### Goal of the exercise
Reproduce each of the lines below word for word, in the same order.
— Begin Data listing —
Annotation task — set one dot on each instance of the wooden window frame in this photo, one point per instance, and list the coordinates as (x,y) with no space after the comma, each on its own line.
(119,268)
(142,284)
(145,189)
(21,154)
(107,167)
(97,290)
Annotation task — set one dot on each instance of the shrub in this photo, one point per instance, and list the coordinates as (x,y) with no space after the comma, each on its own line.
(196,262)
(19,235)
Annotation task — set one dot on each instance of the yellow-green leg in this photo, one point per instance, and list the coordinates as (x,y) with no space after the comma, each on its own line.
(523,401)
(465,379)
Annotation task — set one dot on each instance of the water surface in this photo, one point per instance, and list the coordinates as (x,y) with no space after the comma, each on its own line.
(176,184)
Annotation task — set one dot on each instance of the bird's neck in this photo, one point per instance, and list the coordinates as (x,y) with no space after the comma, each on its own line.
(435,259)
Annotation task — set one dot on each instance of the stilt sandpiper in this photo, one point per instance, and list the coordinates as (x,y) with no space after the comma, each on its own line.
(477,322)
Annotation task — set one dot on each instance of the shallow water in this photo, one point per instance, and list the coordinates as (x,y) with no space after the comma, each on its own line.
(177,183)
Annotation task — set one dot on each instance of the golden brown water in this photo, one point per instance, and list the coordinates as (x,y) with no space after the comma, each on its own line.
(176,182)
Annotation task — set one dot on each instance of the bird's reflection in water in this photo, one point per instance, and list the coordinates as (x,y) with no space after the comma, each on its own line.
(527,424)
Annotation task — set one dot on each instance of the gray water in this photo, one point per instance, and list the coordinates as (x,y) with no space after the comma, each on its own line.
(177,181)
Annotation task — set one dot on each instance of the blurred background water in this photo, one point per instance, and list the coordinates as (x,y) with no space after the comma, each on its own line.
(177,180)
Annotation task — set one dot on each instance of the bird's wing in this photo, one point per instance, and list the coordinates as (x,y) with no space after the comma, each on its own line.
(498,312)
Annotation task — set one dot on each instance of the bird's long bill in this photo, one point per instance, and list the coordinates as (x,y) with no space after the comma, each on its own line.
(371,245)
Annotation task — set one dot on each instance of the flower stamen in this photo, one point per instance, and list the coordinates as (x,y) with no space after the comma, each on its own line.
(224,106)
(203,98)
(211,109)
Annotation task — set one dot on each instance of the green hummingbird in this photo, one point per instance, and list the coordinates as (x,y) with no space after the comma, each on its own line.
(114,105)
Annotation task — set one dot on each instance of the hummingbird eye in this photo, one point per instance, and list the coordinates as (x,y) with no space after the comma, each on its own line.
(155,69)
— End Data listing —
### Result
Annotation task — set one dot on each instance of the wooden window frame in this photo, one point per instance, and list the coordinates as (x,y) with no space after the comma, each on its own line.
(119,268)
(142,284)
(145,189)
(21,154)
(107,167)
(97,290)
Annotation task — set one dot on each instance of the shrub in this photo, one point per instance, and list the coordinates as (x,y) with no space after the comma, each on its own line.
(196,262)
(19,235)
Annotation task — set one dot on each instance of the yellow-green leg in this photo, one point per instance, and list the coordinates as (x,y) with no space after the comma, each on its own line.
(523,401)
(465,379)
Annotation task — set one dot on each instance of the water surface in this photo, one point per instance, and list the coordinates as (x,y) with no space after the comma, each on its own line.
(176,184)
Annotation task — set one dot on each instance of the bird's neck in this photo, one point per instance, and list the coordinates as (x,y) with no space after the comma, each on its own line.
(435,259)
Annotation task — set one dot on each instance of the stilt sandpiper in this photo, one point per instance, and list the coordinates as (x,y) with no space after the comma, each on its own line.
(477,322)
Annotation task — set one dot on each instance of the shallow water in this photo, one point per instance, and list the coordinates as (x,y) with no space after the comma, each on its own line.
(177,183)
Annotation task — set one dot on each instance of the golden brown water in this photo, one point per instance, and list the coordinates as (x,y) with no space after the comma, each on its own line.
(176,182)
Annotation task — set one dot on each instance of the bird's reflection in water in this photo, one point per instance, and list the coordinates as (x,y) with no space after the comma, each on its own line.
(527,424)
Annotation task — set one dot on each instance of the gray water in this photo, one point per instance, and list the coordinates as (x,y) with no space after the comma, each on its own line.
(177,181)
Annotation task — set one dot on each instance of the blurred background water in this photo, one point per instance, and list the coordinates as (x,y) with no space after the comma, each on its own line.
(177,180)
Annotation task — set one dot on each instance of the bird's wing in this photo, one point per instance, and list the coordinates as (x,y) with no space after the comma, each on its own line.
(498,312)
Annotation task — set one dot on each instance of the bird's long bill in this photo, one point per instance, and list the coordinates as (x,y) with no space after the comma, each on its own line.
(371,245)
Annotation task — set one dot on each instance of the flower stamen in this photo, one point per instance, and list the coordinates as (x,y) with no space after the comma, each on its own line.
(224,106)
(203,98)
(211,109)
Annotation task — set one dot on each instance of the green hummingbird in this photo, one point per instance, and list the coordinates as (x,y) with no space after the comma, each on its own line.
(114,105)
Annotation task — set one dot on each instance of the hummingbird eye in this photo, one point per instance, and list the coordinates as (x,y) with no space after the comma, each on its own line.
(155,69)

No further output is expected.